Jobs:
a. Check each statement against the faux flaming cauldron how-to and answer yes or no, quoting the words of the how-to that settle it. (i) This is the author's first how-to. (ii) A round oscillating fan works well for this build. (iii) Regular LEDs gave off enough light for the effect.
b. Pick up the faux flaming cauldron how-to right after its last sentence and write the next part in the same casual voice.

Quoted text:
· · ·

# Speeder's Faux Flaming Cauldron



## thefireguy (Aug 11, 2008)

This is my first how-to and due to the many requests for it here is Speeder's Faux Flaming Cauldron how-to.

Materials:

1 Lasko pivoting fan (or any utility or squirrel cage fan DON'T use a floor or round oscillating fan - it will not work like you want it to)










3 1 watt LED spotlights (2 orange and 1 red - or equivalent) I used the following http://www.oznium.com/home-led-spot-light 
I tried regular LED's but they didn't have enough Lumens so I went with the expensive spots.

· · ·

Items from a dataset
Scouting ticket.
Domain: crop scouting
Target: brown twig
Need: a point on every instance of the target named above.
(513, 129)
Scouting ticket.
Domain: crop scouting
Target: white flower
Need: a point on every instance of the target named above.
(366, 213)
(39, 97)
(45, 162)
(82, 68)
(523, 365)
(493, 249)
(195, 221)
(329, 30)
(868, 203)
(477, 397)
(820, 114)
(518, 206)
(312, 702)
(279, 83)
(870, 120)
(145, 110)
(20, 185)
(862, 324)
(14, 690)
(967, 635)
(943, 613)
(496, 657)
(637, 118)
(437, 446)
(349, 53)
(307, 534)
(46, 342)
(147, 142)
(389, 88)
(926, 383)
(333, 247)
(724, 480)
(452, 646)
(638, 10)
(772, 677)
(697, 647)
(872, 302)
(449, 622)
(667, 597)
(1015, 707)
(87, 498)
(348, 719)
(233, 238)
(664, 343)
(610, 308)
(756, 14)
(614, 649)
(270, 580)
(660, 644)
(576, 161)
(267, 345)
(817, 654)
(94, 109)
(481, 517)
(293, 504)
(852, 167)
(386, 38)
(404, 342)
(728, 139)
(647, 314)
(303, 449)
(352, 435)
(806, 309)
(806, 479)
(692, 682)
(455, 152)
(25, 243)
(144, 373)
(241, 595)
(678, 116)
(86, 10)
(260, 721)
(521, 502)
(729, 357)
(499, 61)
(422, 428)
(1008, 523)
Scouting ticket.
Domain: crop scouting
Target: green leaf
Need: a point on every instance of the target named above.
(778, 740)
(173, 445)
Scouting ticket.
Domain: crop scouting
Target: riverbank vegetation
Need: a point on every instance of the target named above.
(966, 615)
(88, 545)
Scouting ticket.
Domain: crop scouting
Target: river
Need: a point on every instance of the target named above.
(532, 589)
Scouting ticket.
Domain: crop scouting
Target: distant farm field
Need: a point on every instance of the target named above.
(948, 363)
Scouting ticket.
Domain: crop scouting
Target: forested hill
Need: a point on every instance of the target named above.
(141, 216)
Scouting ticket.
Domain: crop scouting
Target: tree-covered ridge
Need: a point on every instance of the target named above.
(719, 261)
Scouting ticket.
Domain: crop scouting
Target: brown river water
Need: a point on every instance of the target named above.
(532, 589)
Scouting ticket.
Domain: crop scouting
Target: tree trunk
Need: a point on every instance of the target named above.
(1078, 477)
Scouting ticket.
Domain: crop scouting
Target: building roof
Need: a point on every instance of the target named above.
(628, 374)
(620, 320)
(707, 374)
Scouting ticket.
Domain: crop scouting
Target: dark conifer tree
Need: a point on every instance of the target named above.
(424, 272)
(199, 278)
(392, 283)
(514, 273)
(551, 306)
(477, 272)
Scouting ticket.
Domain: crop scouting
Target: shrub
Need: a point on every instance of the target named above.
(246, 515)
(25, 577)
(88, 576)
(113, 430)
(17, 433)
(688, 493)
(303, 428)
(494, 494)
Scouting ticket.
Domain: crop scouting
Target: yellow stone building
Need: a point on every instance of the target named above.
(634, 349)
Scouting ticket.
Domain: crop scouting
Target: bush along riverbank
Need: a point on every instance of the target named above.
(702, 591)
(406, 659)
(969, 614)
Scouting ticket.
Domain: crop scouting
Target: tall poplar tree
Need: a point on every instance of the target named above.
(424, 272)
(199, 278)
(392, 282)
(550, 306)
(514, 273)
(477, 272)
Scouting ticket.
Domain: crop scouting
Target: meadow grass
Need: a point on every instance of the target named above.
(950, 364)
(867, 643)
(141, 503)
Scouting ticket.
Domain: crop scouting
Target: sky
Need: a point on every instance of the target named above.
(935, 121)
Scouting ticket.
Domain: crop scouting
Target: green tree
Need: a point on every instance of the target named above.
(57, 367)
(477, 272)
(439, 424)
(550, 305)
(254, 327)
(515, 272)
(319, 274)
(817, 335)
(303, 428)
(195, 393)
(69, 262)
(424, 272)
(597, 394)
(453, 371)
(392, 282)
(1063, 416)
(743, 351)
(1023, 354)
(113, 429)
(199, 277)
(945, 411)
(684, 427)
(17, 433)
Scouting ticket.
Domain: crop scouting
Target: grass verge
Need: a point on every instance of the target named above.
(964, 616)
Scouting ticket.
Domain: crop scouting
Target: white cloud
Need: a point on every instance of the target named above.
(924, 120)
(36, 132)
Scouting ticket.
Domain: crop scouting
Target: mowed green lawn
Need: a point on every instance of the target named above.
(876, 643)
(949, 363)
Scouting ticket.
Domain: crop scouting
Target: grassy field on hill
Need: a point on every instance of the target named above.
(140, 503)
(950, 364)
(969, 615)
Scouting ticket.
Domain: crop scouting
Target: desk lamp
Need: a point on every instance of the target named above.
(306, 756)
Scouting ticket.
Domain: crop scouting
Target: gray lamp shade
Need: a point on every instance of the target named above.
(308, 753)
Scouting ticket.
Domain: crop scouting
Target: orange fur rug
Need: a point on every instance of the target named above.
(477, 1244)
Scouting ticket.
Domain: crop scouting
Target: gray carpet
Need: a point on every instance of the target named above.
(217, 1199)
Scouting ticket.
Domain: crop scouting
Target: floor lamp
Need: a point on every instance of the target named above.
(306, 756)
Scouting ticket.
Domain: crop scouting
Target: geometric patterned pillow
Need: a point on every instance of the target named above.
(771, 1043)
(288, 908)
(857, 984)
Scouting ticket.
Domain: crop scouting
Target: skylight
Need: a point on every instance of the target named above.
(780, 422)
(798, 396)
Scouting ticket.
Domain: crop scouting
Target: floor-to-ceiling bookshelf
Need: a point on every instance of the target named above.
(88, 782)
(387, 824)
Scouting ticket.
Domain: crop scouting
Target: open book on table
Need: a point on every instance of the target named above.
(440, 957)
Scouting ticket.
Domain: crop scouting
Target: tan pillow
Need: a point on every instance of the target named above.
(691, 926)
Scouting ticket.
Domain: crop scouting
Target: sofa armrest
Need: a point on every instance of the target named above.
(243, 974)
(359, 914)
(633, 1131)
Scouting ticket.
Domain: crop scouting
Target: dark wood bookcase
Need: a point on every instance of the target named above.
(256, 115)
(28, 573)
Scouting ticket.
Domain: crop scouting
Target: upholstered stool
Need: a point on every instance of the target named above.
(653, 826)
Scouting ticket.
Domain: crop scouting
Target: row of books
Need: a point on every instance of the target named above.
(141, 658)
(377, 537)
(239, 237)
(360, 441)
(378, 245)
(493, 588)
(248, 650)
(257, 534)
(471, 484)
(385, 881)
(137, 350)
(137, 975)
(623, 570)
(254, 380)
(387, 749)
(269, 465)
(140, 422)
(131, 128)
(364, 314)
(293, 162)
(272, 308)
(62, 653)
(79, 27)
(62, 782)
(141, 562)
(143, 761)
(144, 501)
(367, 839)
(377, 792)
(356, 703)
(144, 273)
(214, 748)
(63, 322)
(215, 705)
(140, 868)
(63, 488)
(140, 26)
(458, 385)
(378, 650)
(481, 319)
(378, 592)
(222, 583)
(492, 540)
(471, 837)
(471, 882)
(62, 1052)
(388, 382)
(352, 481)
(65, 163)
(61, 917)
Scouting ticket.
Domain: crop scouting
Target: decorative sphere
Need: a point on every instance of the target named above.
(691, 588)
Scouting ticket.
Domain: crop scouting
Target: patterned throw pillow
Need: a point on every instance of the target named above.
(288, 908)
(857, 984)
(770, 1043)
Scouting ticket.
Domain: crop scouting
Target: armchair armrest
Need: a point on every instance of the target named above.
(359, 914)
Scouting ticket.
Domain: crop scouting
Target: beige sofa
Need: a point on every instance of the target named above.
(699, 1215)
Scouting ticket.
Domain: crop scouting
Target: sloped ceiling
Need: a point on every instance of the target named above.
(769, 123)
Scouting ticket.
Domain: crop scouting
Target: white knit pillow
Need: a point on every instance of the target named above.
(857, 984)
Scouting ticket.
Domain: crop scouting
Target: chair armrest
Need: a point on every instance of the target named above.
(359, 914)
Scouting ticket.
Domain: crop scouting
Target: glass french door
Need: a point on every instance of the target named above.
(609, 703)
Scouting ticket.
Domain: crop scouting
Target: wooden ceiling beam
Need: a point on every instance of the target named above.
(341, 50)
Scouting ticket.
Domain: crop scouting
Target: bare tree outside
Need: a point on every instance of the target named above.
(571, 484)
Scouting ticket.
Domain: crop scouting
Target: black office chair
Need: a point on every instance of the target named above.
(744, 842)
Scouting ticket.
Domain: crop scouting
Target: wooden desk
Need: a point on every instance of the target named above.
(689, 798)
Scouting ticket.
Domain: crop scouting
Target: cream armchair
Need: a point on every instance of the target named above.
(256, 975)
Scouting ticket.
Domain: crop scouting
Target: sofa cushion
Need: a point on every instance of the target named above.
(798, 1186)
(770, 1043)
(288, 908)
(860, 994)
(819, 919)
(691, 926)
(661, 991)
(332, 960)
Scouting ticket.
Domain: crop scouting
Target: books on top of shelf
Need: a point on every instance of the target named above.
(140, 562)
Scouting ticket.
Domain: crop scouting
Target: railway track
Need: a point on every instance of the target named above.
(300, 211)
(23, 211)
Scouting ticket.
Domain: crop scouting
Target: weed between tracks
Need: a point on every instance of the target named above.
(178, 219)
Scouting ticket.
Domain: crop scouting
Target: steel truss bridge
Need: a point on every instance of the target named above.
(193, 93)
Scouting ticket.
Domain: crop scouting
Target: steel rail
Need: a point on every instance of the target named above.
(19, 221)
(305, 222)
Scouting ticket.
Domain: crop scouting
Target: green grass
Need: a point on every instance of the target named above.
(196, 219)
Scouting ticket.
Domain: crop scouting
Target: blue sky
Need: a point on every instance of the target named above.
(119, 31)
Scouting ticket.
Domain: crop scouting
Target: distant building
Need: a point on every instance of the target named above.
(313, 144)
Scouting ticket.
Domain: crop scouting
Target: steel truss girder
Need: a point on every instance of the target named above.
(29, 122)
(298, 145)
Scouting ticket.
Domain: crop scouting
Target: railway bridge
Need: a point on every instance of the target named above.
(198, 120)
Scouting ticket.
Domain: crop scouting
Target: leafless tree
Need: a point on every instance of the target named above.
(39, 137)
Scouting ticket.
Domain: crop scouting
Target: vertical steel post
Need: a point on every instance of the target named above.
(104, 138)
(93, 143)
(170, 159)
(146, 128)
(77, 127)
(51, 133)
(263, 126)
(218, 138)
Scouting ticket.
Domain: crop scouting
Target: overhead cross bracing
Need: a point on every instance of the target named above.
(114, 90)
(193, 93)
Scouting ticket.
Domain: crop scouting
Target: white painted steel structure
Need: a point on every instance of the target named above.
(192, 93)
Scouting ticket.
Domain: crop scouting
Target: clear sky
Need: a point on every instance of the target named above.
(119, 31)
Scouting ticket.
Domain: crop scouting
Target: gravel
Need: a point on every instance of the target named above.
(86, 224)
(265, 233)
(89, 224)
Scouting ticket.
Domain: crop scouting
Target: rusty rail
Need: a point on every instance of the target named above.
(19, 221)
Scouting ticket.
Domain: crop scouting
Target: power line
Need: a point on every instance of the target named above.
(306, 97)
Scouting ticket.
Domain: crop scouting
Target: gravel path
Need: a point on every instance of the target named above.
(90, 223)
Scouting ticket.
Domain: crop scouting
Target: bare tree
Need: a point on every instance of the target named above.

· · ·

Responses for each task:
a.
(i) Yes: "This is my first how-to"
(ii) No: "DON'T use a floor or round oscillating fan - it will not work like you want it to"
(iii) No: "I tried regular LED's but they didn't have enough Lumens"

b.
1 12v transformer - purchased from goodwill for $2

2 small wire nuts

1 package of small Velcro patches

2 yards of silk like (only needs to be lightweight) material - I purchased from Wal-Mart

3 small binder clips - office depot

1 roll of duck tape - Lowes

2-3 feet of 14g or so solid copper wire - I purchased from the oops bin at Lowes

Step 1:

wire nut your 3 LED lights together and to your transformer with your wire nuts like so










Step 2:

Drill a small hole on either side of the shroud that is on the output side of the fan. Make it just big enough to put the wire through and then twist it around the wire itself to hold it. You want to leave enough room so that the wire sits slightly above the shroud and not supper tight where you can't work with it. It is ok if it moves slightly back and forth.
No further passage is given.